───── Texte fourni ─────

Abattoir 5 – Kurt Vonnegut

abattoir 5

Ce livre est présent dans plusieurs classements des meilleurs livres de Science-fiction.
À mon avis c’est une erreur, il devrait être classé dans le top des meilleurs livres de tous les temps (et pas seulement de la SF)

SF, il l’est un petit peu ce livre, car le héros prétend avoir été kidnappé par des extra- terrestres. Mais si on creuse un peu, je dirais juste – mais bon je ne suis pas psychologue – qu’il souffre d’un syndrome post-traumatique incurable et que le kidnapping par les extra- terrestres est le seul moyen qu’il ait trouvé pour survivre aux souvenirs qu’il a de son expérience en tant que soldat américain pendant la seconde guerre mondiale. Il a vingt ans à peine quand il est fait prisonnier en Allemagne en décembre 1944. Il reste à peine 6 mois de guerre . Six mois pendant lesquels il va souffrir du froid, de la faim, de la bêtise humaine, des atrocités de la guerre. Lui et son groupe de prisonniers sont retenus dans les abattoirs de la ville de Dresde, ville qui sera quasiment rasée en février 1945.

───── Informations fournies ─────

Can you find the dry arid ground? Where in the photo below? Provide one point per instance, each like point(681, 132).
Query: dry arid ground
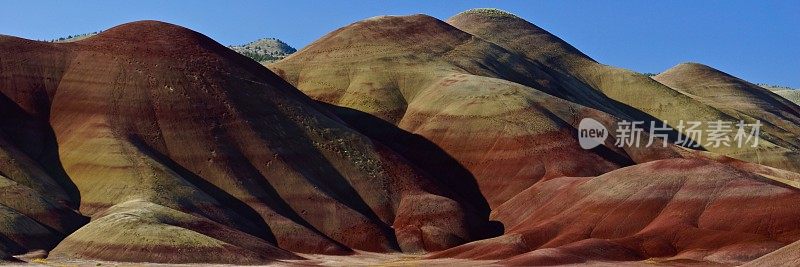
point(392, 141)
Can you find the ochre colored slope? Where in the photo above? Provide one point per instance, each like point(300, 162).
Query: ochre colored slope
point(641, 94)
point(454, 90)
point(674, 210)
point(139, 231)
point(153, 112)
point(791, 95)
point(744, 101)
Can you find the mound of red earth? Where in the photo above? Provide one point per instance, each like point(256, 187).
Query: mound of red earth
point(407, 134)
point(503, 98)
point(670, 211)
point(177, 144)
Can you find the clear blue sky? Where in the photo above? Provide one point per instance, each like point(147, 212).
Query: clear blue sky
point(755, 40)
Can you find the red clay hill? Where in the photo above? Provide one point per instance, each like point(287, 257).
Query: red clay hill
point(503, 98)
point(176, 143)
point(444, 141)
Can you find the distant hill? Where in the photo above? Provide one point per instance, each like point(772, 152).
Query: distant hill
point(266, 50)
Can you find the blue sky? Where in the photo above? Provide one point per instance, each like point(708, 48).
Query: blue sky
point(755, 40)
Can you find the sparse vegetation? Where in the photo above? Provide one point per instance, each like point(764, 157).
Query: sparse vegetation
point(489, 11)
point(265, 50)
point(72, 38)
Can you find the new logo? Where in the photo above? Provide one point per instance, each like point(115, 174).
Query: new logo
point(591, 133)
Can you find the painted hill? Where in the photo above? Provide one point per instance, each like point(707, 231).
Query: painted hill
point(424, 76)
point(190, 134)
point(744, 101)
point(658, 211)
point(503, 98)
point(410, 139)
point(634, 90)
point(265, 51)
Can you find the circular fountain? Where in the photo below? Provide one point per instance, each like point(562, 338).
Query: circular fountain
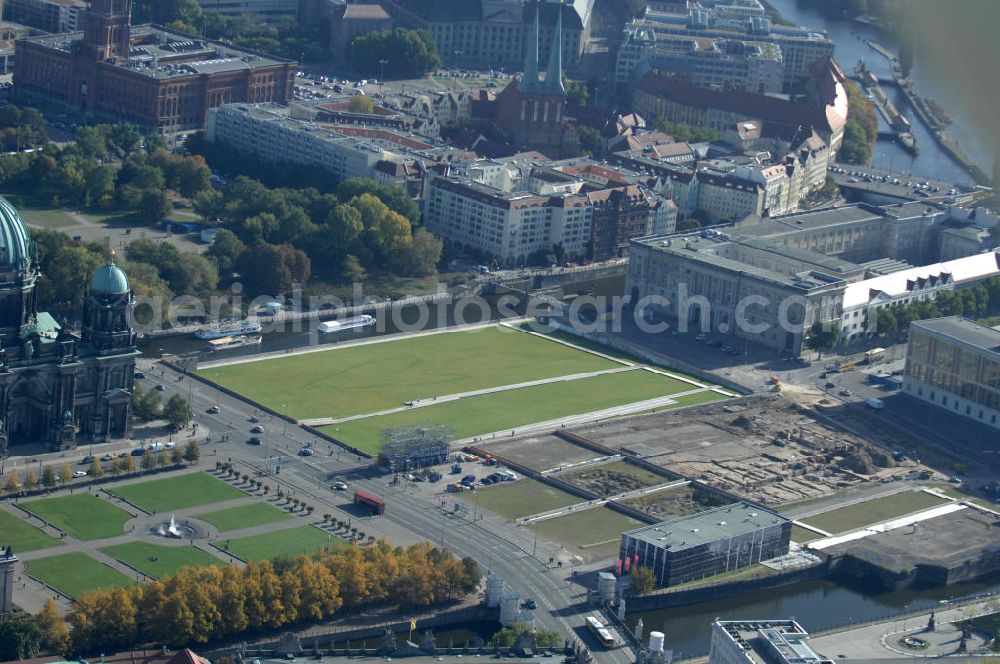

─────

• Actions à mener:
**a)** Mettez à jour le passage du texte sur Abattoir 5 qui va de « Ce livre est » jusqu'à « seulement de la SF) » inclus, en remplaçant « classements » par « palmarès ».
**b)** Donnez la suite du texte sur Abattoir 5 à partir de l'endroit où il s'arrête.
Les items constituent un matériau distinct du texte sur Abattoir 5.

• Résultats par tâche:
**a)**
Ce livre est présent dans plusieurs palmarès des meilleurs livres de Science-fiction.
À mon avis c’est une erreur, il devrait être classé dans le top des meilleurs livres de tous les temps (et pas seulement de la SF)

**b)**
Billy Pilgrim en revenant de cette guerre a l’étrange pouvoir de naviguer dans le temps :«Billy, grâce à ses souvenirs du futur, sait que la ville sera réduite en miettes avant de flamber, dans trente jours à peu près. Il se rend compte aussi que la plupart de ceux qui l’observent mourront très bientôt. Ainsi vont les choses.» Un instant, il discute avec son épouse en 1960, la seconde d’après il est propulsé en 1944 pieds-nus dans la neige, un moment après il se retrouve en 1976 ou sur Tralfamadore, planète à la fois proche et lointaine de la Terre.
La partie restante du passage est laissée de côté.